* EXERCISES
(1) According to the judgment excerpt, under which section of the Act must a copy of the judgment be sent to the Income-tax Appellate Tribunal?
(2) Copy the entries word for word, starting at the line that contains "of the hedge?" and continuing to the last line of the entries.

* TEXT EXCERPT
=-=-=-=-=

That coparcenary continues to subsist even when there is in existence merely a widow of a coparcener but one capable of bringing a son into existence by adoption is borne out by the following observations of Supreme Court in Krishnamurthi v. Vasudeorao Deshpande Dhruvaraj :

'In the present case, Krishnabai owned the property as full owner on the death of her father, Narasappa Gouda, according to the Hindu law in the area in which the property in suit lay. But her title was defeasible on Tungabai, widow of Bandegouda, adopting a son to her husband, Vasappa, and, after him, his sons, inherited this property of Krishnabai and thus the appellants claimed under Krishnabai. Their such claim is, therefore, defeasible on the adoption of a son by Tungabai. The fact that Krishnabai inherited the property of her father absolutely, does not affect this question of title being defeated on the adoption of a son by Tungabai. The character of the property does not charge, as suggested for the appellants, from coparcenary property to self-acquired property of Krishnabai so long as Tungabai, the widow of the family, exists, and is capable of adopting a son, who becomes a coparcener.'

Reference may also be made to the very pertinent observations of the Mysore High Court in Melagiriyappa v. Lalithamma.

We are of the view that the properties received by the assessee upon partition of the Hindu undivided family property and the income from those properties were not liable to be included in the assessment of the assessee as an individual. The second question is, therefore, answered by us in the negative.

We direct that a copy of this judgment shall be sent under the seal of the court and the signature of the Registrar to the Income-tax Appellate Tribunal as required by section 66(5) of the Act. The assessee is entitled to his costs, which we assess at Rs. 200. Counsel fee is assessed at Rs. 200.

=-=-=-=-=

* MATERIAL SHOWN
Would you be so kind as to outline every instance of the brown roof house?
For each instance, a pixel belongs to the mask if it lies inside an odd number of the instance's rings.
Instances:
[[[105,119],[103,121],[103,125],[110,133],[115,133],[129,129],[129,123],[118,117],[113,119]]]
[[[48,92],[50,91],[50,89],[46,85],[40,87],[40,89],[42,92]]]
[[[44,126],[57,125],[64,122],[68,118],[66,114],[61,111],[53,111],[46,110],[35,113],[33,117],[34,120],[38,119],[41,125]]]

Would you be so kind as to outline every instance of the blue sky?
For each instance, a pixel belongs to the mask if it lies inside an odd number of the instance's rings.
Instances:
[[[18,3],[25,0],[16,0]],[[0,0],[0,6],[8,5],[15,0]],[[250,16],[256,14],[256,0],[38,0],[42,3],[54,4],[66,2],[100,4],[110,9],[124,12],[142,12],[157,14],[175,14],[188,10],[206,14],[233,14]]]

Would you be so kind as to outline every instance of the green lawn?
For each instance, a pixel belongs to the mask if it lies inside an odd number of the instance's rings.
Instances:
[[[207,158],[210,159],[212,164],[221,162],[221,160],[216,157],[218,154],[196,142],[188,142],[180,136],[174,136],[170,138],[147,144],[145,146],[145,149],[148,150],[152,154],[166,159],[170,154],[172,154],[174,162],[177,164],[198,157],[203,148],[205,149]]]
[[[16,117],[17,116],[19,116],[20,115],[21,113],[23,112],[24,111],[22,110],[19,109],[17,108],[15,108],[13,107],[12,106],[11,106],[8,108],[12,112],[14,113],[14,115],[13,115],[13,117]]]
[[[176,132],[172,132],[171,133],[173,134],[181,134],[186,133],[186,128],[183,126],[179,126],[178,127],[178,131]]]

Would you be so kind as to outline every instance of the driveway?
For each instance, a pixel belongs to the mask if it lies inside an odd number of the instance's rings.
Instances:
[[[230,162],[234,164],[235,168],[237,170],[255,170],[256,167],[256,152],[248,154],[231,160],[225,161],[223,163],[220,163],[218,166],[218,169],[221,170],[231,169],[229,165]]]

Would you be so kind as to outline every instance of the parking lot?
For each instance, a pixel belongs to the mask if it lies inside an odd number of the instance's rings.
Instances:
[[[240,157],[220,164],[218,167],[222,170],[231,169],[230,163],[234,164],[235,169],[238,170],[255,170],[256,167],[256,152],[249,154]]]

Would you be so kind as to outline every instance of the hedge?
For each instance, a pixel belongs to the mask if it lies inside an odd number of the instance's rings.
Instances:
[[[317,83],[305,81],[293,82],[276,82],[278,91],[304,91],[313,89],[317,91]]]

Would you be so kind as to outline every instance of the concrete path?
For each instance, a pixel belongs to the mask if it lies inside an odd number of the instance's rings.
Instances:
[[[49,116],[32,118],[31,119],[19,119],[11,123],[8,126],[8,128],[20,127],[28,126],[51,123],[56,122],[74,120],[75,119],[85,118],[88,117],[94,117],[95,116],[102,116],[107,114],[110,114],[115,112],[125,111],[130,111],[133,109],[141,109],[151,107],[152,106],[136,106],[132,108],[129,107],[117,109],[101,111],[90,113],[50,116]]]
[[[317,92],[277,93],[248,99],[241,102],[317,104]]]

=-=-=-=-=

* SOLVED TASKS
(1) Section 66(5).

(2)
Would you be so kind as to outline every instance of the hedge?
For each instance, a pixel belongs to the mask if it lies inside an odd number of the instance's rings.
Instances:
[[[317,83],[305,81],[293,82],[276,82],[278,91],[304,91],[313,89],[317,91]]]

Would you be so kind as to outline every instance of the concrete path?
For each instance, a pixel belongs to the mask if it lies inside an odd number of the instance's rings.
Instances:
[[[49,116],[32,118],[31,119],[19,119],[11,123],[8,126],[8,128],[20,127],[28,126],[51,123],[56,122],[74,120],[75,119],[85,118],[88,117],[94,117],[95,116],[102,116],[107,114],[110,114],[115,112],[125,111],[130,111],[133,109],[141,109],[151,107],[152,106],[136,106],[132,108],[129,107],[117,109],[101,111],[90,113],[50,116]]]
[[[317,92],[277,93],[248,99],[241,102],[317,104]]]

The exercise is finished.